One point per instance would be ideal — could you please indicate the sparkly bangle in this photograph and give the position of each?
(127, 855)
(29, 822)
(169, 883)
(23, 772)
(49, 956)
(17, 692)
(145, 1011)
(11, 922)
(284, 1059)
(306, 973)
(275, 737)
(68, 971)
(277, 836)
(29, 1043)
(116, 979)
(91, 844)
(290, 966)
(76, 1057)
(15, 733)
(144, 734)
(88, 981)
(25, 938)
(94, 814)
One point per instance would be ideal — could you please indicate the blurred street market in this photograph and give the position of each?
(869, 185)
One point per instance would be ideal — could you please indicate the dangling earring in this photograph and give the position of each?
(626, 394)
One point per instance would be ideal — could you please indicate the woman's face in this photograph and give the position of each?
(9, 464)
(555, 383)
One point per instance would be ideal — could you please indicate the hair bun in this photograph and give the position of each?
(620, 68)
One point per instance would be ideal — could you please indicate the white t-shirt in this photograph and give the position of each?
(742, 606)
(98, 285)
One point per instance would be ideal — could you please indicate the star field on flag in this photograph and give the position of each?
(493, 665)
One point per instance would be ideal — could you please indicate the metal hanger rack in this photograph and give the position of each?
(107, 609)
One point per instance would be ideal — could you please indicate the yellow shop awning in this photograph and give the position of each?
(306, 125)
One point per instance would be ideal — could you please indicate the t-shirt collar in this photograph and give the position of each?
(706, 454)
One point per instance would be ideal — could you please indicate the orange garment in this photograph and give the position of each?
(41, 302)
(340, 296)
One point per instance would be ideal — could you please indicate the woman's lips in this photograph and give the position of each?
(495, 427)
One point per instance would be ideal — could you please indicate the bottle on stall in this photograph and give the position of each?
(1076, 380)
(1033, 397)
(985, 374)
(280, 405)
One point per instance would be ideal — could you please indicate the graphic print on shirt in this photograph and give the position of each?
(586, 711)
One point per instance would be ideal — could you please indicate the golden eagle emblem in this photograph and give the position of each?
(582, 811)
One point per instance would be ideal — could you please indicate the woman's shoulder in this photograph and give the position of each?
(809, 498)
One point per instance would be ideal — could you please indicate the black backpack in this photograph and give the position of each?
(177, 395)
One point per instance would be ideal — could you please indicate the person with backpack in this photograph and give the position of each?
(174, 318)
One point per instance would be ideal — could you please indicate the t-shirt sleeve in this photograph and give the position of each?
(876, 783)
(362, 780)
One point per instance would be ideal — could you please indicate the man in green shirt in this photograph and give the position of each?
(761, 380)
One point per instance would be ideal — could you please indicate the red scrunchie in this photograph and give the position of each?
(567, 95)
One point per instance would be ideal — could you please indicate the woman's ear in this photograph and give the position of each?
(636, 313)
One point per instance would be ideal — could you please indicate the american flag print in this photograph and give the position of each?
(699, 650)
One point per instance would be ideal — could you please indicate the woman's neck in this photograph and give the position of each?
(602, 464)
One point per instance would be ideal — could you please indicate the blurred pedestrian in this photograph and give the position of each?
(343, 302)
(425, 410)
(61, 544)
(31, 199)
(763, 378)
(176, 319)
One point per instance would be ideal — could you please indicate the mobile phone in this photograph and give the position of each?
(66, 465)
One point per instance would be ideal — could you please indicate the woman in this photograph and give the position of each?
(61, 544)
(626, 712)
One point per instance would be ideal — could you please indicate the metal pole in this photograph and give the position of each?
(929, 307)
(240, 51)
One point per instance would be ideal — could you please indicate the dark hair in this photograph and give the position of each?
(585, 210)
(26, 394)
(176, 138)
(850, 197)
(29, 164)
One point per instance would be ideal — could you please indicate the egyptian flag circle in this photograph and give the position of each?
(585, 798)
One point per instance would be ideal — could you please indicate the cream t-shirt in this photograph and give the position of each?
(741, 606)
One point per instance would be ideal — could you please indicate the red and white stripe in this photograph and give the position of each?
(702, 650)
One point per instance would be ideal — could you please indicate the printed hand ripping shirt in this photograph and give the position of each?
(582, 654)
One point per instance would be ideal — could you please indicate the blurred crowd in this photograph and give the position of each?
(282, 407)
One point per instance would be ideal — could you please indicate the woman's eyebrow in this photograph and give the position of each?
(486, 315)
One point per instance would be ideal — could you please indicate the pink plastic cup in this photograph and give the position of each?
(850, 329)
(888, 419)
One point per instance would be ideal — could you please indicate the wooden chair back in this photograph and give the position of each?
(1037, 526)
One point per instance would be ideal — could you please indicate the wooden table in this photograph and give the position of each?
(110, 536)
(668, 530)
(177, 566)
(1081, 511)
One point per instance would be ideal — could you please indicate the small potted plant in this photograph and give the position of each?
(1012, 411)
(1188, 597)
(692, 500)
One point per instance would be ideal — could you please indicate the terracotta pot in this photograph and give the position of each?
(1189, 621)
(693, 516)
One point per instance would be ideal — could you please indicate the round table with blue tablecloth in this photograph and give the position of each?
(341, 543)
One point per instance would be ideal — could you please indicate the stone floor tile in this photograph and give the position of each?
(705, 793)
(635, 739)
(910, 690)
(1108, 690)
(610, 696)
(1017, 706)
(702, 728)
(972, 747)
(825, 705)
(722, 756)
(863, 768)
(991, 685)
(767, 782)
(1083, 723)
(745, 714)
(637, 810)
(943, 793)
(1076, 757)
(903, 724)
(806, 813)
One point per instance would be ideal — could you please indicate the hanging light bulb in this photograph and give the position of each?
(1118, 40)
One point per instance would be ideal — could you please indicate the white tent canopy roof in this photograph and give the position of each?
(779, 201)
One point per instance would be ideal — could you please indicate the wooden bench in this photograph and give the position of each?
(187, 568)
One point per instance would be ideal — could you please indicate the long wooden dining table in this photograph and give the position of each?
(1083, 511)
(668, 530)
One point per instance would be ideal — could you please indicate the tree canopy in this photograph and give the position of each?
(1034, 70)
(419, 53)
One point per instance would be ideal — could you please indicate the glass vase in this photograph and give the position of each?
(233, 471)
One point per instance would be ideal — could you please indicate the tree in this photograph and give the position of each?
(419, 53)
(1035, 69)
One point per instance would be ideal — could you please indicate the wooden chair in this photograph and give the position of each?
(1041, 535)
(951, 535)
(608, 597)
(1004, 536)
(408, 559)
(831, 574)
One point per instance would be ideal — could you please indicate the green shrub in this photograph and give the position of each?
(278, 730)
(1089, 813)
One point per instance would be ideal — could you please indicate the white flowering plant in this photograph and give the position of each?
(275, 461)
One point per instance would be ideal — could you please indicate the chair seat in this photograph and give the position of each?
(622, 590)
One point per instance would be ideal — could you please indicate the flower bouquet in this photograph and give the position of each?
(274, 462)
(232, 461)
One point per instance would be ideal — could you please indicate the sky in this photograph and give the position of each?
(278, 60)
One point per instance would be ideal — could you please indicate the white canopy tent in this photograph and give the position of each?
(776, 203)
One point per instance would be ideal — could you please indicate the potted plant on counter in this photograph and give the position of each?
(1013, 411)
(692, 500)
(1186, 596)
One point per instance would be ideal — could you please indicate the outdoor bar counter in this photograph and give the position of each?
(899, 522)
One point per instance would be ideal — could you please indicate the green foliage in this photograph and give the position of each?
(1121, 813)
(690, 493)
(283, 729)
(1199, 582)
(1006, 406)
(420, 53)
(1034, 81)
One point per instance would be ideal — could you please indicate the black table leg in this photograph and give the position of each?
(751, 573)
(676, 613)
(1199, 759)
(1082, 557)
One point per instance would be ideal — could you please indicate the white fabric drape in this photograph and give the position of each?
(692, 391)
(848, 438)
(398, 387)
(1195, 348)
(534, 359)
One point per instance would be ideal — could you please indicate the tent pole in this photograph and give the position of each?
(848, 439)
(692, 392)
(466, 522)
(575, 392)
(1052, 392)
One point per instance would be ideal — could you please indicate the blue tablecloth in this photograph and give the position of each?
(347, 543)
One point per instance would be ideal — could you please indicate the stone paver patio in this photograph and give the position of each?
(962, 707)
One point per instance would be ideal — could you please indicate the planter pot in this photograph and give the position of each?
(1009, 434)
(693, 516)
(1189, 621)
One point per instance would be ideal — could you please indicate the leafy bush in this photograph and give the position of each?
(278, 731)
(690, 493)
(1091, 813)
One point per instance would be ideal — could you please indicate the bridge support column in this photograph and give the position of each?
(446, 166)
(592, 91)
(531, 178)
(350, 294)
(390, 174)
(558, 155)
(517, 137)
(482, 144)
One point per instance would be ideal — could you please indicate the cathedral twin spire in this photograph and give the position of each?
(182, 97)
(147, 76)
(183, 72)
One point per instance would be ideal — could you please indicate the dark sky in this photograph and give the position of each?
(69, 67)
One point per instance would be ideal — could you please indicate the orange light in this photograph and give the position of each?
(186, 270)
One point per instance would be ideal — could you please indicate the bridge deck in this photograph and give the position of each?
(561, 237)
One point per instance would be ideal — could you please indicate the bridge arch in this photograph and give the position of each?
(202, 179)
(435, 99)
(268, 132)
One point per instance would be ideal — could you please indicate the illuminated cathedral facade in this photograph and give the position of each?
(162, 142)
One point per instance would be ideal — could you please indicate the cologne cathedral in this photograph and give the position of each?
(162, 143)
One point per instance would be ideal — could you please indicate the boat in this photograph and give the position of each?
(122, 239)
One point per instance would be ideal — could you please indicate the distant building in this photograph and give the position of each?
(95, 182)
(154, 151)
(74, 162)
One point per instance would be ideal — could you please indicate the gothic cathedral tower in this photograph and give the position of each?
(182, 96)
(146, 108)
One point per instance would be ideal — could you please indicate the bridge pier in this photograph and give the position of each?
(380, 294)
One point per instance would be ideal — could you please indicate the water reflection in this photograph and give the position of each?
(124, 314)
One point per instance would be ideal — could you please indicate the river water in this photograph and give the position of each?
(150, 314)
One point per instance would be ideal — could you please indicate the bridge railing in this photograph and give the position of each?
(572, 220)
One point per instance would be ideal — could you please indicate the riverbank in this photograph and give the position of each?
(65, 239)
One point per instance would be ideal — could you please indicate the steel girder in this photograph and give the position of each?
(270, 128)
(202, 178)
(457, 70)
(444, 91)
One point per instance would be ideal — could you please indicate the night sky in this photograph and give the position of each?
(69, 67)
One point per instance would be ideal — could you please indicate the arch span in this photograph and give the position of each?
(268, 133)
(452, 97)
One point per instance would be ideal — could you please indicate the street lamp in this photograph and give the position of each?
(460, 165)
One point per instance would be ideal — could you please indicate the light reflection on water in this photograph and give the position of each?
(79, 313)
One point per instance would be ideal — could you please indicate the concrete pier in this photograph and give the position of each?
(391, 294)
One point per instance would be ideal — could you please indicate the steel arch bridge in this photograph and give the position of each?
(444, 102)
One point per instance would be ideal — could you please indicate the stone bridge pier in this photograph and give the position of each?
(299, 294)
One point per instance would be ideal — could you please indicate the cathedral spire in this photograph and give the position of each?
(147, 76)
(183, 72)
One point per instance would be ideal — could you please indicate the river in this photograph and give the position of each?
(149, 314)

+ + + +

**Exercise goal:** Reproduce the lines word for word, starting at the one holding "the steel arch" and ending at the final line of the material above.

**Written reply:**
One point per instance would be ideal — could you please indicate the steel arch bridge in this photograph and give the position of each?
(444, 102)
One point per instance would be ideal — could you please indicate the stone bridge pier in this photograph and give the position of each?
(299, 294)
One point per instance would be ideal — could you please indicate the cathedral spire in this photograph and give the position of each?
(147, 76)
(183, 72)
One point per instance would be ideal — could you please indicate the river in this photograph and give the position of each?
(149, 314)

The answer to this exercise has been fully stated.